## Extracted text
Start
In about 1992, I drank my first homebrew, brewed by a lifelong friend. The details have long faded from memory, but I do remember a reddish, hoppy pale ale. It probably was not super, but he had made it himself. At home. It was not super dry - there was considerable crystal malt character, and the hop character leaned on the bittering addition; all of this was very characteristic of styles in the late 80s and early 90s, much different than the dry, late-hopped pales we have today. In the late 90s and early 00s, I actually watched a couple of friends brew while I drank beer and did very little other than ask questions and stir pots.

The fruits of one of those brew sessions, a Fuller's pale clone, was enjoyed streamside after work one day in the spring of 2004, right before the birth of my second son... It was a little undercarbonated (the swing-top probably needed a new gasket), but it was delicious: bready malt flavor almost hidden by fresh hop character. After several years of thinking about it, I decided to take the leap. I asked for a homebrewing kit for my birthday in August.

We never got around to buying the kit that summer. I guess I underestimated how much work juggling work, a two-year-old, and a newborn was going to be. In fact, we still had not gotten around to it on my following birthday. And then my unit got called up to go to Afghanistan.
End
## Tasks to carry out
a – Revise the homebrewing account from "The fruits of" through "birthday in August.", changing "swing-top" to "flip-top".
b – Carry the homebrewing account forward from its final sentence.

## Information shown
Start
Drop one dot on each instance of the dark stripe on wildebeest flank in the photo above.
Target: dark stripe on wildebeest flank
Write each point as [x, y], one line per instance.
End
## Answers for this exercise
a –
The fruits of one of those brew sessions, a Fuller's pale clone, was enjoyed streamside after work one day in the spring of 2004, right before the birth of my second son... It was a little undercarbonated (the flip-top probably needed a new gasket), but it was delicious: bready malt flavor almost hidden by fresh hop character. After several years of thinking about it, I decided to take the leap. I asked for a homebrewing kit for my birthday in August.

b –
While deployed, the closest I got to beer was Bitburger Drive, their NA beer. While younger troops dreamed about cars and girls, I was dreaming about food and beer. I found out that one of the senior NCOs I had working for me was an experienced homebrewer (in fact, he confessed that he had run out of time before we shipped out, and he had a carboy of brown ale sitting in his bathtub during our entire deployment!). I grilled him for info every chance I got. At one point, I accompanied his team on a 6-week op (in the Korengal Valley - but that is s different story)... We talked a lot about beer and brewing. We were embedded with a CAV troop, and saw a lot of action during that month and a half, but our beer discussions kept us sane.

During one of those discussions, he recommended Charlie Papazian's seminal book, The Complete Joy of Homebrewing. He told me all I needed to get started was a kit and that book... I ordered it (along with The Homebrewer's Companion) the minute I got back to Bagram. I think I read those two books 2-3 times each during my last 3 months in-country! I already had several recipes picked out and the books looked well-worn before I had ever even brewed my first batch!

We spent Christmas (and New Year's) in Afghanistan, but my wife really wanted to celebrate the holidays when I returned. I put the brewing kit at the top of my gift list! And this time I got it...

Cooper's
I was ecstatic when I unpacked my new homebrewing kit... A bucket with a lid, a carboy, a racking cane, some tubing, etc. along with an extract kit (Cooper's Original Series Bitter, which looks to have been replaced by "Real Ale") augmented with steeping grains, dry malt extract, and hops. I could not wait to get going! I think I brewed the very first weekend I was home...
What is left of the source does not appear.